CSES - Border Subgrid Count I - How can I get rid of log n?

Joacru · August 25, 2025, 6:43pm

I’m trying to solve this problem Border Subgrid Count I.
My current solution runs in O(n^2\log{n}), but it gets TLE, and I’m not sure how to improve it.

Here’s my idea:

Let’s define four functions:

u(i,j): the number consecutive cells equals to grid_{i,j} going upwards from cell (i,j).
d(i,j): the number consecutive cells equals to grid_{i,j} going downwards from cell (i,j).
l(i,j): the number consecutive cells equals to grid_{i,j} going left from cell (i,j).
r(i,j): the number consecutive cells equals to grid_{i,j} going right from cell (i,j).

The main idea is to take advantage of the fact that different squares share vertices by traversing the grid along the diagonals.

When I’m at a cell (i,j) I activate it for the next min(d(i,j),r(i,j)) cells. Then, I can treat this cell as the lower-right corner of a square and match it with any of the previous min(u(i,j),l(i,j)) active cells.

For handling the activations efficently, I’m using 26 Fenwick Trees. To avoid overhead, I don’t create 26 trees per diagonal; instead, I initialize them once at the start, keeping the overall complexity at: O(n^2\log{n}+26n).

I don’t think posting my code is necessary here. The issue is more about the algorithmic idea than the implementation details, I think.

++++++

ACTIVITY LIST:
1 - In the forum post, how many Fenwick trees does the poster use to handle the activations?
2 - Please transcribe the forum post word for word, starting at "l(i,j): the number" and ending at "along the diagonals.".
3 - Write the next part of the forum post about Border Subgrid Count I, picking up after its last sentence.
The records are separate material, unconnected to the forum post.

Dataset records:
++++++

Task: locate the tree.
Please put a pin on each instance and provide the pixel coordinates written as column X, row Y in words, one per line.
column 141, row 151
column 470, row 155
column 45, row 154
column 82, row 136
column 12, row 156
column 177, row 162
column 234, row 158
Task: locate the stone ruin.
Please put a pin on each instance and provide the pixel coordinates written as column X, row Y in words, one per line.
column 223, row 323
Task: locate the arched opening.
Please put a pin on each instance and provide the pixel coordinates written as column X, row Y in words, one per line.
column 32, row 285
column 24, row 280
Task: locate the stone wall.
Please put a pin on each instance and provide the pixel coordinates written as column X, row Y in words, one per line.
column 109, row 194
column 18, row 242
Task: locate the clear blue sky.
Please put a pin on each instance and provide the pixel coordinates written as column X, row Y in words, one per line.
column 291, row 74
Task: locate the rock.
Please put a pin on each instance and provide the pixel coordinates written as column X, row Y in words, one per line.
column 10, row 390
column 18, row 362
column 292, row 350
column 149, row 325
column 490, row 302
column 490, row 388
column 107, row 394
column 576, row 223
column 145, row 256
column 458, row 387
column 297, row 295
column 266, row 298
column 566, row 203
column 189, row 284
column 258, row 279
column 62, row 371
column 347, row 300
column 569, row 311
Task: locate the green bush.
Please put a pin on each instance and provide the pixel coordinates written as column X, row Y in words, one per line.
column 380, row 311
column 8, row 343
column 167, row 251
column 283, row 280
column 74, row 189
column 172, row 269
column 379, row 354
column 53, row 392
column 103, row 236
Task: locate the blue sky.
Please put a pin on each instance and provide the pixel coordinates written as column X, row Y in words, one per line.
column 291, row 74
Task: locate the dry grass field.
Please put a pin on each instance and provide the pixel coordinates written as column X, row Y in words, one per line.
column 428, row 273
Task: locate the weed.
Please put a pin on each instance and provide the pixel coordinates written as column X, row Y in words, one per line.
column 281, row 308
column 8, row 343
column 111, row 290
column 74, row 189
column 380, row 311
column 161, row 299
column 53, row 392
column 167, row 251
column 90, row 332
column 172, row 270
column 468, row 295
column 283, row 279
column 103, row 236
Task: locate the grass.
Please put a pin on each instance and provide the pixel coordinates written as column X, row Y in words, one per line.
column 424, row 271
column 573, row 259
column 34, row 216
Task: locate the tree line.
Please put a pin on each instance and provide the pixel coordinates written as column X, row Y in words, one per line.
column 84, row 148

++++++

OUTPUTS BY TASK:
1 - 26

2 -
l(i,j): the number consecutive cells equals to grid_{i,j} going left from cell (i,j).
r(i,j): the number consecutive cells equals to grid_{i,j} going right from cell (i,j).

The main idea is to take advantage of the fact that different squares share vertices by traversing the grid along the diagonals.

3 -
Thanks in advance for the help .

Benq · August 26, 2025, 2:24am

Actually, I’m pretty sure that’s the intended complexity, but the time limit for this problem is really tight …

Here’s my implementation in O(n^2\log n) (0.86s): CSES - Shared code

Not all of the optimizations I made were necessary. I think the most important optimization was copying these values to a temporary array before using them.

FOR(x, L, R + 1) {
	int y = x + diff;
	tmp_c[x] = grid[x][y] - 'A';
	tmp_u[x] = min(u[x][y], r[x][y]);
	tmp_d[x] = min(d[x][y], l[x][y]);
}

Honestly, I’m not 100% sure why this helped, but here was what I was thinking. Basically, I was trying to make sure that all the arrays I was working with in the part of the code after this loop were mostly contiguous and fit into L2 cache (~256KB). This reduces the number of cache misses, which can significantly slow down the program.

Joacru · August 26, 2025, 5:00am

Thanks for reply!

I tried my best, but I’m still getting TLE.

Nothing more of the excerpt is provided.